TASK DIRECTIONS —
Can you print the excerpt on higher-order procedures in Scheme below, in full and character for character?

DOCUMENT EXCERPT —

══════════════════════════════

# 1.3 Formulating Abstractions with Higher-Order Procedures⁠

(define (cube x) (* x x x))

# 1.3.1 Procedures as Arguments⁠

Mathematicians long ago created an abstraction for summations:

$$\sum_{n=a}^b f(n) = f(a) + \dots + f(b).$$

We can do the same in Scheme using a higher-order procedure:

(define (sum term a next b)
  (if (> a b)
      0
      (+ (term a)
         (sum term (next a) next b))))

(define (inc n) (+ n 1))
(define (sum-cubes a b) (sum cube a inc b))
(sum-cubes 1 10) => 3025

(define (identity x) x)
(define (sum-integers a b) (sum identity a inc b))
(sum-integers 1 10) => 55

(define (pi-sum a b)
  (define (pi-term x) (/ 1.0 (* x (+ x 2))))
  (define (pi-next x) (+ x 4))
  (sum pi-term a pi-next b))
(* 8 (pi-sum 1 1000)) ~> 3.139592655589783

The definite integral of a function $f$ between limits $a$ and $b$ can be approximated numerically using the formula

$$\int_a^bf\approx\left[ f\left(a+\frac{dx}{2}\right) + f\left(a+dx+\frac{dx}{2}\right) + f\left(a+2dx+\frac{dx}{2}\right) + \cdots \right]dx$$

for small values of $dx\htmlClass{math-punctuation}{\text{.}}$ We can express this directly as a procedure:

(define (integral f a b dx)

══════════════════════════════

STORED DATA —

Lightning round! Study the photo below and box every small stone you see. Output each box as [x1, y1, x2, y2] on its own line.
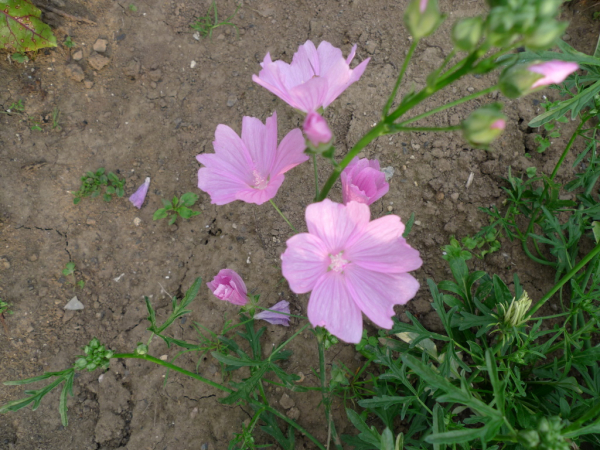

══════════════════════════════

FINISHED ANSWER —
# 1.3 Formulating Abstractions with Higher-Order Procedures⁠

(define (cube x) (* x x x))

# 1.3.1 Procedures as Arguments⁠

Mathematicians long ago created an abstraction for summations:

$$\sum_{n=a}^b f(n) = f(a) + \dots + f(b).$$

We can do the same in Scheme using a higher-order procedure:

(define (sum term a next b)
  (if (> a b)
      0
      (+ (term a)
         (sum term (next a) next b))))

(define (inc n) (+ n 1))
(define (sum-cubes a b) (sum cube a inc b))
(sum-cubes 1 10) => 3025

(define (identity x) x)
(define (sum-integers a b) (sum identity a inc b))
(sum-integers 1 10) => 55

(define (pi-sum a b)
  (define (pi-term x) (/ 1.0 (* x (+ x 2))))
  (define (pi-next x) (+ x 4))
  (sum pi-term a pi-next b))
(* 8 (pi-sum 1 1000)) ~> 3.139592655589783

The definite integral of a function $f$ between limits $a$ and $b$ can be approximated numerically using the formula

$$\int_a^bf\approx\left[ f\left(a+\frac{dx}{2}\right) + f\left(a+dx+\frac{dx}{2}\right) + f\left(a+2dx+\frac{dx}{2}\right) + \cdots \right]dx$$

for small values of $dx\htmlClass{math-punctuation}{\text{.}}$ We can express this directly as a procedure:

(define (integral f a b dx)